## Ausgangstext
Fünf Ungereimtheiten des Oktoberfestattentats

26. September 1980: Es ist ein lauer Freitagabend, ein langer Wiesn-Tag neigt sich dem Ende. Scharen von Besuchern strömen auf den Haupteingang zu. Dann, um 22.20 Uhr, leuchtet ein greller Blitz auf, mit dem das dunkelste Kapitel des Münchner Oktoberfests beginnt: In einem Papierkorb explodiert eine Bombe.
Die Splitter zerfetzen menschliche Leiber, auf dem Asphalt bilden sich Blutlachen, in denen abgetrennte Arme und Beine liegen. Die Schreie der Schwerverletzten übertönen die Blasmusik, die noch immer aus den Bierzelten dröhnt. Betrunkene stolpern über Trümmer, manche auch über Leichen. Exakt 1,39 Kilogramm TNT, so stellen die Ermittler später fest, sind in dem Abfalleimer hochgegangen. 13 Menschen sterben, 215 werden verletzt, davon 68 schwer.

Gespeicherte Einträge
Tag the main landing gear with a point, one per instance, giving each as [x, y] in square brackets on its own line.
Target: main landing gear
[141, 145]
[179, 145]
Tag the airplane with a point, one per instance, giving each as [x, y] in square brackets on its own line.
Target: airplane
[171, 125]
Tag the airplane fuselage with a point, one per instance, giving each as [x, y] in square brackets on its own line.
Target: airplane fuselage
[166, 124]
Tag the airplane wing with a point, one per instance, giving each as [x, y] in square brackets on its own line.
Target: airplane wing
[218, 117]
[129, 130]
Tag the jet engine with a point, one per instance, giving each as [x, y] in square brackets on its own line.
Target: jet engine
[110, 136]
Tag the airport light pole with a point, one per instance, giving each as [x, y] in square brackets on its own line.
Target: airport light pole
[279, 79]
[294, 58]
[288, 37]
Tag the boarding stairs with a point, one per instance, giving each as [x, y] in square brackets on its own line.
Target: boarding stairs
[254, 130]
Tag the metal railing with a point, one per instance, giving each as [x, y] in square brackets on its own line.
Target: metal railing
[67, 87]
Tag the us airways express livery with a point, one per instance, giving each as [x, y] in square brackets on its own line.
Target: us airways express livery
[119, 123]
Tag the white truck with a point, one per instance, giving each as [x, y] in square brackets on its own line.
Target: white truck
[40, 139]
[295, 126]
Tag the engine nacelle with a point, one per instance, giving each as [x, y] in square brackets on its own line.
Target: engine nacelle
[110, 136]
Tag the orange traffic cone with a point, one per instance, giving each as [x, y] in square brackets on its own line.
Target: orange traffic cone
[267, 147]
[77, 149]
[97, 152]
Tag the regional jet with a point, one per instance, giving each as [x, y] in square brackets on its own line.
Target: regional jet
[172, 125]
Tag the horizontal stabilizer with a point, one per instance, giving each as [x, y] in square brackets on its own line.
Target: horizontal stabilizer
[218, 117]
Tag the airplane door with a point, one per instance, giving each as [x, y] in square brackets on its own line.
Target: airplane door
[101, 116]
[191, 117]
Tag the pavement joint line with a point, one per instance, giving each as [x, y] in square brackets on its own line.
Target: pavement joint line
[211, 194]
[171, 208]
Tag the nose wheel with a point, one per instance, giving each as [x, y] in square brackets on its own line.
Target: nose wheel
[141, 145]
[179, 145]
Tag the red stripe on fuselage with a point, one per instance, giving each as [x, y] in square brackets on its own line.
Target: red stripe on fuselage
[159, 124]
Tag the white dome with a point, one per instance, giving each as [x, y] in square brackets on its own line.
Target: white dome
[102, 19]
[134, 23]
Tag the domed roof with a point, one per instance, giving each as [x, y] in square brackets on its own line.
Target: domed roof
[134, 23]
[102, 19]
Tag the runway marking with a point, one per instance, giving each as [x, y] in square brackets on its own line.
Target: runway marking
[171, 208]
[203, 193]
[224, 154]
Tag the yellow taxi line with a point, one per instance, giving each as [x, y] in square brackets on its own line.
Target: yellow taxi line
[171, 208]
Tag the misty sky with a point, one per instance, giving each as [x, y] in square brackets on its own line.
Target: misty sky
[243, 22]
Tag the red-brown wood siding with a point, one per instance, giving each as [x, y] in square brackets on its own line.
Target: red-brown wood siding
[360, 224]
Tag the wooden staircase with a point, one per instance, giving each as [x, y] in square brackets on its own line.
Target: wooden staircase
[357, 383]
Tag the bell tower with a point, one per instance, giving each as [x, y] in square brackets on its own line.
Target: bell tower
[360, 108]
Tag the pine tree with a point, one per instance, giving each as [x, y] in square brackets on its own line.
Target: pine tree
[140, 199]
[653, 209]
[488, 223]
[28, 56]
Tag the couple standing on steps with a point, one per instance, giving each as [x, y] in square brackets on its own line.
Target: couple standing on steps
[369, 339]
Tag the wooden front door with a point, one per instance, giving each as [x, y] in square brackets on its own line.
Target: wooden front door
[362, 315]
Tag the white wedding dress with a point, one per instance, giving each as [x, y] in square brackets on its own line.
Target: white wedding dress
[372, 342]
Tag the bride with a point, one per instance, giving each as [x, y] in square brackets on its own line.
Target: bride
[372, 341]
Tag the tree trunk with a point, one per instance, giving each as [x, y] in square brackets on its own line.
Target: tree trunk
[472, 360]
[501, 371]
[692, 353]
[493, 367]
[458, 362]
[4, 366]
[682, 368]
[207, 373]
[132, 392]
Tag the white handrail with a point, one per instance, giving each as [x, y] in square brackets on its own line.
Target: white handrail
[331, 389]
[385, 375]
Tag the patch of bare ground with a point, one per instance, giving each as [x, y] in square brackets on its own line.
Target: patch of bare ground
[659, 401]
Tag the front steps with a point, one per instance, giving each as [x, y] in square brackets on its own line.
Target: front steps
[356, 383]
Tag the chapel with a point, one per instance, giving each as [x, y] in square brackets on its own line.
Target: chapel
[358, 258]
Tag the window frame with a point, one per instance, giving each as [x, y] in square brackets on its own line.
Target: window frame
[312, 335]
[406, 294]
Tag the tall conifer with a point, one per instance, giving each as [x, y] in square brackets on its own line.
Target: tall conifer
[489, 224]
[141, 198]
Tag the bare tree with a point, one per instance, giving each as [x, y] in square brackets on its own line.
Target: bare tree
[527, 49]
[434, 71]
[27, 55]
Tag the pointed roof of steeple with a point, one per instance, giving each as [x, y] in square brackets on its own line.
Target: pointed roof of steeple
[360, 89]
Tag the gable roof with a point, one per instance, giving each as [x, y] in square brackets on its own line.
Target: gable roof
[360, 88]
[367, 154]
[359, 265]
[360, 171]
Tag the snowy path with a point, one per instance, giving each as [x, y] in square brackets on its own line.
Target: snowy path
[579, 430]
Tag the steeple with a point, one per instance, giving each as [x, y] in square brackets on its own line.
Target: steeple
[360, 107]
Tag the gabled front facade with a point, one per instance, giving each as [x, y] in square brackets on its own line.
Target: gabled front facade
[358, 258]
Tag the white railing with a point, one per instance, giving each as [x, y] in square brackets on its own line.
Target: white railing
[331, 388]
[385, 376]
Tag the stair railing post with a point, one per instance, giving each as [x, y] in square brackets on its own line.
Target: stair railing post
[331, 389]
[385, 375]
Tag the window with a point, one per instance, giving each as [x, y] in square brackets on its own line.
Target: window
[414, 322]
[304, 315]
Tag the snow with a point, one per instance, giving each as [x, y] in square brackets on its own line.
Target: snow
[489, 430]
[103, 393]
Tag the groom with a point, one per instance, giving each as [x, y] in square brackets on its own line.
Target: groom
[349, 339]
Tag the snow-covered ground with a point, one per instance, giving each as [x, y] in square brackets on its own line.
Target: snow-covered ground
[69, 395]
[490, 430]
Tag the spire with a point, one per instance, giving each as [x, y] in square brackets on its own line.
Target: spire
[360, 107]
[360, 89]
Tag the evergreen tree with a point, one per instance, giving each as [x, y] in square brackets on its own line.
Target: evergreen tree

## Arbeitsauftrag
Gib aus dem Text über das Oktoberfestattentat wörtlich den Abschnitt wieder, der mit den Worten „Fünf Ungereimtheiten des“ beginnt und mit „explodiert eine Bombe.“ endet. Stütze dich dabei allein auf den Text.

## Ergebnis
Fünf Ungereimtheiten des Oktoberfestattentats

26. September 1980: Es ist ein lauer Freitagabend, ein langer Wiesn-Tag neigt sich dem Ende. Scharen von Besuchern strömen auf den Haupteingang zu. Dann, um 22.20 Uhr, leuchtet ein greller Blitz auf, mit dem das dunkelste Kapitel des Münchner Oktoberfests beginnt: In einem Papierkorb explodiert eine Bombe.